What are the lines, written out exactly, from the one containing "You are given" to the end of the entries below? Include both ends and nothing more.

::: Task data :::

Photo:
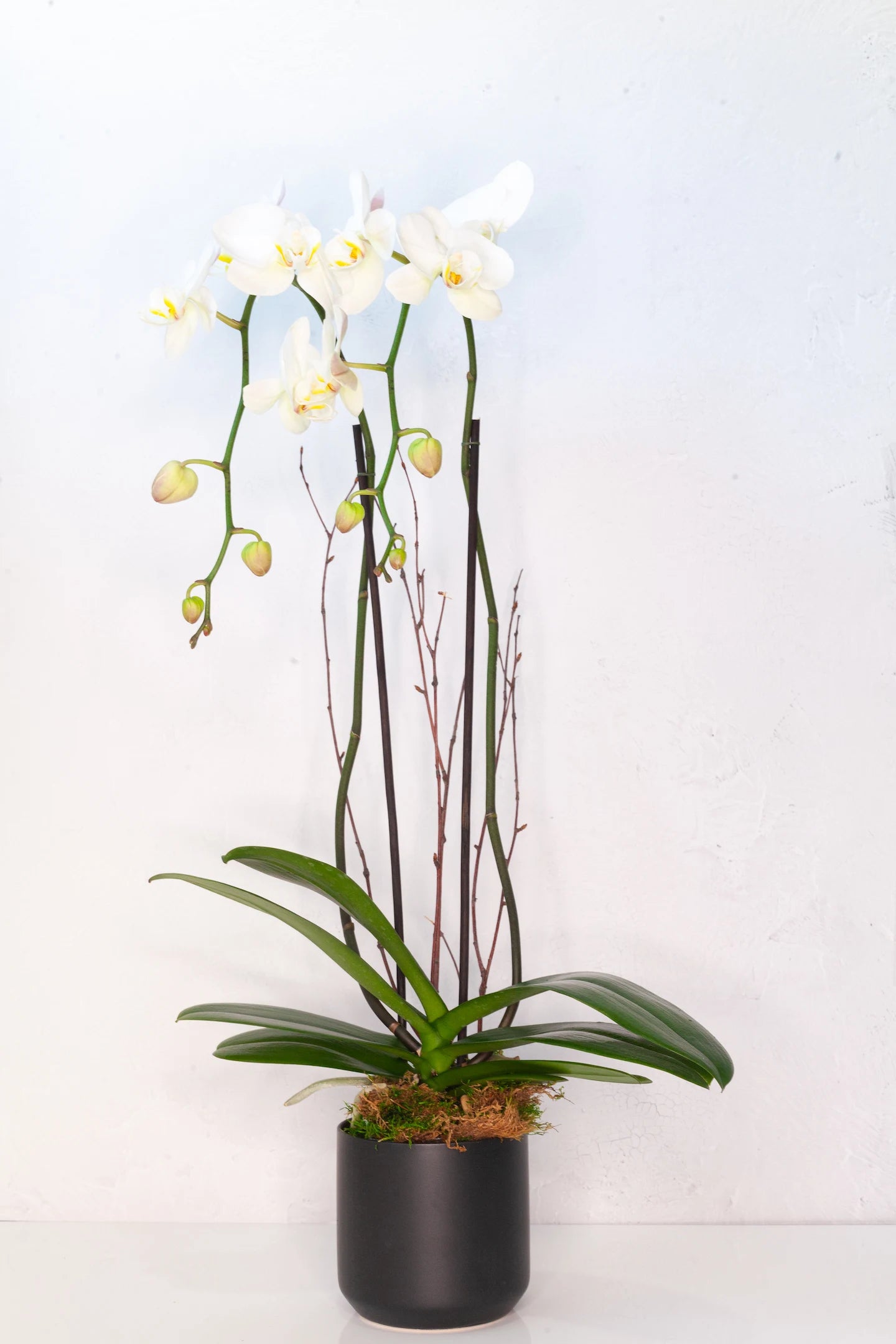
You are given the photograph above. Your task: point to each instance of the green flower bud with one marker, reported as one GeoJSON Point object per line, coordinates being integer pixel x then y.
{"type": "Point", "coordinates": [348, 515]}
{"type": "Point", "coordinates": [174, 483]}
{"type": "Point", "coordinates": [426, 456]}
{"type": "Point", "coordinates": [257, 557]}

:::

**Exercise solution:**
You are given the photograph above. Your task: point to each instance of the green flower bud with one marker, reported as one GeoJSON Point object per line, coordinates being integer pixel x then y.
{"type": "Point", "coordinates": [348, 515]}
{"type": "Point", "coordinates": [174, 483]}
{"type": "Point", "coordinates": [426, 456]}
{"type": "Point", "coordinates": [257, 557]}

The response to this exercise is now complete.